What is being asked: Make an exact copy of every entry.
____
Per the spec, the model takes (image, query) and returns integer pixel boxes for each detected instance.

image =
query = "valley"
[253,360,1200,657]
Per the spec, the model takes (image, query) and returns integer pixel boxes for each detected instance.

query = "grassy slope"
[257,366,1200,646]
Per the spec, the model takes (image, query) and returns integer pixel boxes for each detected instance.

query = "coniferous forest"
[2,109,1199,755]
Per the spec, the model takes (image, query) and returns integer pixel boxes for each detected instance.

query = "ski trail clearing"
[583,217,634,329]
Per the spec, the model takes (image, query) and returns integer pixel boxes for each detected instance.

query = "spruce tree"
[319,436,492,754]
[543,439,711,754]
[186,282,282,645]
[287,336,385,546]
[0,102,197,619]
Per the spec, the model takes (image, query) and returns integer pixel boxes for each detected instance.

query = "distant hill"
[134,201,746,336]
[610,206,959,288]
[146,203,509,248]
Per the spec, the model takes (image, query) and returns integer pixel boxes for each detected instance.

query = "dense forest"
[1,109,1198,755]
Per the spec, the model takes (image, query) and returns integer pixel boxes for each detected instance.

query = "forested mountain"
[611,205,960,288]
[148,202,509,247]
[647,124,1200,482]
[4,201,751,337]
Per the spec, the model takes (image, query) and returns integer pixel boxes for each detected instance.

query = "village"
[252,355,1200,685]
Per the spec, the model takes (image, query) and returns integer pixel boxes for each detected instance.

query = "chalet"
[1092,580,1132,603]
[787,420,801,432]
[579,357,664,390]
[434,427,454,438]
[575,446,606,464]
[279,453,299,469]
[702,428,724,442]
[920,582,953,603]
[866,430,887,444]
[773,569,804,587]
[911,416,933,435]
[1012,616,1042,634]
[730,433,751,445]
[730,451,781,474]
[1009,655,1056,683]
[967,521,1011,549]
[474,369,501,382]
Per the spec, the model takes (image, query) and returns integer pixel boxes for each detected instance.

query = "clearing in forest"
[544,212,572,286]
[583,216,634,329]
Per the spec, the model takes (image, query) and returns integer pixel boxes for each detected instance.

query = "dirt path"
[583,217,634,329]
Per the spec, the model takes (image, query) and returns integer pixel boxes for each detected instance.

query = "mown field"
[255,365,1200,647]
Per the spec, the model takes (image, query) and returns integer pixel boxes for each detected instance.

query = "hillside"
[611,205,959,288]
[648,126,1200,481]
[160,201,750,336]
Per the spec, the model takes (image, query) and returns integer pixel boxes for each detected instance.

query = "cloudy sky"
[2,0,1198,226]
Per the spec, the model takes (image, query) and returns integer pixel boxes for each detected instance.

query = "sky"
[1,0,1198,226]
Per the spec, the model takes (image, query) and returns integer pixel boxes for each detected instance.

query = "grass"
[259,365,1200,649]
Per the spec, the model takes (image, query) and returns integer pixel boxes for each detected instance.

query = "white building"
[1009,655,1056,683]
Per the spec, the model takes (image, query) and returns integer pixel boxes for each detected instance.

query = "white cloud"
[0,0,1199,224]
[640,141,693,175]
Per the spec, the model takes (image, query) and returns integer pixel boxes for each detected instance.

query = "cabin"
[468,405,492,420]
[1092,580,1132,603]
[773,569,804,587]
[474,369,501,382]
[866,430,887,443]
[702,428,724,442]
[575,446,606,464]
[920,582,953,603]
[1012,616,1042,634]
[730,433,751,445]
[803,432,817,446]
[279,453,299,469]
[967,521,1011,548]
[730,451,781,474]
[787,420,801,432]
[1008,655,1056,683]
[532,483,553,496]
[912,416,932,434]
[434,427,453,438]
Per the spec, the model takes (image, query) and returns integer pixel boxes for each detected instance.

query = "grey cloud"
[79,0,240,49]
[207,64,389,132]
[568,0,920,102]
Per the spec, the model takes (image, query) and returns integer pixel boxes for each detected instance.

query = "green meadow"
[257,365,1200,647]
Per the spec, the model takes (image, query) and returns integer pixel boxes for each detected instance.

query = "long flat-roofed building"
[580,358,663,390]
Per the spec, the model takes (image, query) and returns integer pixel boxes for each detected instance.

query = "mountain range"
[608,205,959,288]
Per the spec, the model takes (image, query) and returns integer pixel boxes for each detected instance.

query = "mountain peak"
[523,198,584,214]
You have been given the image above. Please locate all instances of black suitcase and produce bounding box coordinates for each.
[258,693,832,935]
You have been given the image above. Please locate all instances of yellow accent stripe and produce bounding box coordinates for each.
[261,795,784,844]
____
Written reply:
Per the spec, the model takes (image, query) and returns integer pixel boxes for each detected instance.

image =
query = "valley"
[253,360,1200,657]
Per the spec, the model takes (image, query) and returns integer pixel boxes for each detected instance.

query = "grassy slope"
[257,366,1200,646]
Per the spec, the model takes (image, query) and returns integer pixel boxes for each detected instance.

query = "coniferous forest"
[2,109,1199,755]
Per the spec, the model takes (image, query) and returns integer pixel boxes for each detected instance.

query = "ski trail clearing"
[583,217,634,329]
Per the spec, the model takes (image, query) and returns integer pixel boxes for each detected instance.

query = "spruce tree"
[319,436,492,754]
[543,439,711,754]
[186,282,282,645]
[287,336,385,546]
[0,102,197,619]
Per the spec, the model takes (image, query) and returns integer pixel boxes for each detected instance.

query = "distant hill"
[134,201,746,336]
[610,206,959,288]
[146,203,509,248]
Per the spec, the model takes (image, query) and returns integer pixel boxes for each detected instance.

query = "dense forest"
[1,109,1198,755]
Per the spec, the model takes (image, query) and returns integer pixel boxes for each detected instance.

query = "forested mountain"
[611,205,960,288]
[148,202,509,247]
[647,124,1200,482]
[4,201,751,337]
Per the spec, the model takes (image, query) and returns integer pixel boxes for each detected instance.

query = "village"
[252,355,1200,685]
Per the spec, the model takes (image, query) and returns integer pixel boxes for each detected instance.

query = "chalet"
[1092,580,1132,603]
[787,420,801,432]
[579,357,664,390]
[434,427,454,438]
[575,446,606,464]
[279,453,299,469]
[702,428,724,442]
[920,582,953,603]
[866,430,887,444]
[773,569,804,587]
[911,416,933,435]
[1012,616,1042,634]
[730,433,751,445]
[730,451,781,474]
[1009,655,1056,683]
[967,521,1011,549]
[474,369,501,382]
Per the spec, the model takes (image, query) and returns integer pixel boxes for each detected instance.

query = "clearing in forest"
[544,212,572,286]
[583,216,634,329]
Per the spec, the model takes (image, query) and returns integer pixel boxes for each detected instance.

query = "dirt path"
[583,217,634,329]
Per the spec, the model takes (image, query) and returns integer pixel boxes for each detected instance.

query = "mown field"
[255,365,1200,647]
Per the spec, the model takes (image, query) and returns integer pixel boxes for each detected instance.

query = "hillside"
[611,205,959,288]
[648,126,1200,481]
[160,201,750,336]
Per the spec, the model takes (image, query) and returns integer pixel boxes for each detected instance.

query = "cloudy sky"
[2,0,1198,226]
Per the spec, the model takes (image, query) and returns integer pixel boxes for each detected instance.

query = "sky"
[1,0,1198,226]
Per the spec, the model takes (image, query) and returns integer pixel boxes for each detected instance.

query = "grass"
[259,365,1200,649]
Per the spec, the model takes (image, query) and returns integer pixel boxes for each detected instance.

query = "white building"
[1009,655,1056,683]
Per the spec, the model takes (image, query) and returns integer pixel boxes for each detected instance.

query = "white cloud"
[0,0,1199,224]
[640,141,693,175]
Per the spec, the model takes (image, query) and returns integer pixel boxes for each detected instance.

query = "cabin"
[468,405,492,420]
[1092,580,1132,603]
[773,569,804,587]
[474,369,501,382]
[866,430,887,443]
[702,428,724,442]
[575,446,606,464]
[920,582,953,603]
[1012,616,1042,634]
[730,433,751,445]
[803,432,817,446]
[279,453,299,469]
[967,521,1011,548]
[730,451,781,474]
[787,420,801,432]
[1008,655,1056,683]
[532,483,553,496]
[912,416,932,434]
[434,427,453,438]
Per the spec, the model takes (image, query) and returns integer pixel boxes for each detected instance.

query = "grey cloud"
[79,0,240,49]
[207,64,389,132]
[568,0,920,102]
Per the spec, the model takes (image, query) and returns integer pixel boxes for each detected instance.

query = "green meadow"
[257,365,1200,647]
Per the spec, the model takes (image, query) and returns integer pixel boxes for each detected instance.

query = "long flat-roofed building"
[580,358,663,390]
Per the spec, the model takes (image, query) and returns integer pixel boxes for each detected instance.

query = "mountain range"
[608,205,959,288]
Per the spec, the model takes (image, query) and returns integer pixel boxes for each detected instance.

query = "mountain peak"
[523,198,584,214]
You have been given the image above. Please locate all instances of black suitcase and produce bounding box coordinates for each.
[258,693,832,935]
You have been given the image above. Please locate all instances of yellow accent stripe and produce bounding box coordinates for each.
[261,795,784,844]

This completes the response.